**Work instructions:** Once the data has been read, return all of it precisely as written.

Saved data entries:
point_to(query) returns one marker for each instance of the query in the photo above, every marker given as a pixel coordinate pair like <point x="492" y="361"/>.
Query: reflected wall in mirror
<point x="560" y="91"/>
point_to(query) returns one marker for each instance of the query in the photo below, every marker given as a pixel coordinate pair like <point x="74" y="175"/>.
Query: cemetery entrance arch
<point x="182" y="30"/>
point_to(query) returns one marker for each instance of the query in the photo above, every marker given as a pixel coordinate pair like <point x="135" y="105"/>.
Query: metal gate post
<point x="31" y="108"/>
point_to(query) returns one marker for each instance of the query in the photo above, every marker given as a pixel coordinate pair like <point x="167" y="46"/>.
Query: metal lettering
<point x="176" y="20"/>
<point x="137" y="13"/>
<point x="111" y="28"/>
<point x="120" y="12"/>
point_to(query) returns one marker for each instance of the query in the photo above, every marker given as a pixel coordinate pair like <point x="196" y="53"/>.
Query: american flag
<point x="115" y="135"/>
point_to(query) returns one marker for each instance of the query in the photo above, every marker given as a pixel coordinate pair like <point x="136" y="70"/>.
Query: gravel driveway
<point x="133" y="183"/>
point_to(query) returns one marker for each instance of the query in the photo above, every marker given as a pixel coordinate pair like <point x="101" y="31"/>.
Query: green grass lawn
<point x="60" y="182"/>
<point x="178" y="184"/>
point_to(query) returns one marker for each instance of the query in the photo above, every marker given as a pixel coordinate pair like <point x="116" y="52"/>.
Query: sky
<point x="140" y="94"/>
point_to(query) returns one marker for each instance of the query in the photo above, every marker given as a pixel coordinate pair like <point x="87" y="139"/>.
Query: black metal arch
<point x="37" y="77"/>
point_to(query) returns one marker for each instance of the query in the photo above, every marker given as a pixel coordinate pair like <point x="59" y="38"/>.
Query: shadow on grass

**Task response:**
point_to(query) returns one marker for each instance of the query in the photo above, every marker given as a pixel coordinate pair like <point x="492" y="361"/>.
Query: reflected wall in mirror
<point x="560" y="91"/>
point_to(query) returns one marker for each instance of the query in the photo below, every marker given as a pixel coordinate pair like <point x="74" y="175"/>.
Query: cemetery entrance arch
<point x="182" y="30"/>
point_to(query) returns one marker for each instance of the query in the photo above, every marker given as a pixel coordinate pair like <point x="135" y="105"/>.
Query: metal gate post
<point x="31" y="108"/>
point_to(query) returns one marker for each instance of the query in the photo above, every marker given as a pixel coordinate pair like <point x="167" y="46"/>.
Query: metal lettering
<point x="176" y="20"/>
<point x="137" y="13"/>
<point x="111" y="28"/>
<point x="120" y="12"/>
point_to(query) returns one marker for each instance of the query in the photo above, every marker given as a pixel coordinate pair like <point x="196" y="53"/>.
Query: american flag
<point x="115" y="135"/>
point_to(query) returns one marker for each instance of the query in the photo above, every marker given as a pixel coordinate pair like <point x="136" y="70"/>.
Query: gravel driveway
<point x="133" y="183"/>
point_to(query) returns one marker for each instance of the query in the photo above, every marker given as a pixel coordinate pair like <point x="101" y="31"/>.
Query: green grass lawn
<point x="60" y="182"/>
<point x="178" y="184"/>
point_to(query) returns one marker for each instance of the query in the photo above, every marker given as a pixel coordinate pair like <point x="116" y="52"/>.
Query: sky
<point x="140" y="94"/>
point_to(query) returns one marker for each instance of the query in the photo above, every marker given as a pixel coordinate pair like <point x="87" y="139"/>.
Query: black metal arch
<point x="37" y="77"/>
point_to(query) returns one marker for each instance of the query in the photo above, every marker given as a pixel coordinate pair like <point x="59" y="38"/>.
Query: shadow on grass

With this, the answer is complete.